- Aim of the task -
Copy out everything in the rows below, starting at the line containing "Question: Mark the yellow flower" and continuing to the end, requests included. Shift every bounding box coordinate in the answers up by 54.

## begin Available records

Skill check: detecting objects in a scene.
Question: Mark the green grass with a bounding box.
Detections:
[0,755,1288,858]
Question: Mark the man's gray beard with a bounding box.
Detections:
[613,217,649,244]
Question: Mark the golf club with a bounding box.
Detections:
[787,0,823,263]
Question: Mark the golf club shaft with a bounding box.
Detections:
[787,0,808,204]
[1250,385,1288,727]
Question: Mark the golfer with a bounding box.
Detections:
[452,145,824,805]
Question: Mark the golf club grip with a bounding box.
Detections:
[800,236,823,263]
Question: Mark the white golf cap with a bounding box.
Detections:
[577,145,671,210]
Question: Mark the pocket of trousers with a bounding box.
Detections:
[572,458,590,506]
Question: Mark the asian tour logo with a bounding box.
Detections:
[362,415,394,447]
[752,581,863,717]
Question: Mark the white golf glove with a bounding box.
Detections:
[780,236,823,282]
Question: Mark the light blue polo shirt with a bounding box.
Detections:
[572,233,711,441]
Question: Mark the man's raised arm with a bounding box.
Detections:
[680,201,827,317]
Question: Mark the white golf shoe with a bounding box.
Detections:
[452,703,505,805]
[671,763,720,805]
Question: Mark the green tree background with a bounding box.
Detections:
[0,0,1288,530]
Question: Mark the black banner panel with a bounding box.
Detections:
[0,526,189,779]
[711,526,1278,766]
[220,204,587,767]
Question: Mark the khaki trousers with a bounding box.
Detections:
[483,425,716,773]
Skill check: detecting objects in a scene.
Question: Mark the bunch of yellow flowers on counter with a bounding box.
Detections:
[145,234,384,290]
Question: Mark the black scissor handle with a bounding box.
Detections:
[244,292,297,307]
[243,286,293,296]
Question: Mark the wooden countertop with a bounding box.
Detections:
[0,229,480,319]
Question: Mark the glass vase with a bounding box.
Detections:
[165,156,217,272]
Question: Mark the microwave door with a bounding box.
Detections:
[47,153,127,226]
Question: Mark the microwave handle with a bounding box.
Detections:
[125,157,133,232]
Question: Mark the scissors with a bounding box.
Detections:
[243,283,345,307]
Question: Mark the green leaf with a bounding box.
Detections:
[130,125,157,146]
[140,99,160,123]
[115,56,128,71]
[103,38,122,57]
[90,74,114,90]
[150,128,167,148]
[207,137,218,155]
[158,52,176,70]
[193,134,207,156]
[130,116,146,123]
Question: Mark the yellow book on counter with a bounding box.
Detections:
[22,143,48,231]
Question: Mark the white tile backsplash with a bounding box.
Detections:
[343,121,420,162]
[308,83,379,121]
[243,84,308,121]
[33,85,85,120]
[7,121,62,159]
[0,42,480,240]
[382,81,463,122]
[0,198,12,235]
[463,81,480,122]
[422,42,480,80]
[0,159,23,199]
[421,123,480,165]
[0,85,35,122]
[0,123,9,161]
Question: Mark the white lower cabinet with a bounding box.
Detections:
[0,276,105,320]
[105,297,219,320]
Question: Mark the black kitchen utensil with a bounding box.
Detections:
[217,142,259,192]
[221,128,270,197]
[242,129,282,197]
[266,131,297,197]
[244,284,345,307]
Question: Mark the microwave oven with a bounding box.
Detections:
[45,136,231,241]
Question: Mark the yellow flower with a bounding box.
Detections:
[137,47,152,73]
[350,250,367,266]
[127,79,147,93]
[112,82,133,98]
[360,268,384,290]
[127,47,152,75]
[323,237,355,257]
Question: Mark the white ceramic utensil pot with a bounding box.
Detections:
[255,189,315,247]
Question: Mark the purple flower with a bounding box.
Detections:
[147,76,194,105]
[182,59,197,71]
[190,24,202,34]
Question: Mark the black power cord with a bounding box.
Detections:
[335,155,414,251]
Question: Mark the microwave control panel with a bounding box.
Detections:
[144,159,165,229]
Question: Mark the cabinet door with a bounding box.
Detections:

## end Available records

- Exercise output -
Question: Mark the yellow flower with a bounding box.
Detections:
[191,101,206,127]
[404,304,421,320]
[181,133,201,147]
[166,136,187,152]
[414,322,438,344]
[181,101,206,129]
[377,291,409,311]
Question: Mark the white ceramic utensil pot with a bounding box.
Detections:
[309,243,369,301]
Question: Mark the purple flower with a bounding box.
Detections:
[201,130,248,159]
[236,113,251,125]
[244,78,256,88]
Question: Mark the black power cord with a bounding box.
Detections:
[389,209,468,305]
Question: Mark the microwave control panel with a bounding box.
Detections:
[198,213,219,283]
Question: Mark the cabinet door with a bounding box.
Detections:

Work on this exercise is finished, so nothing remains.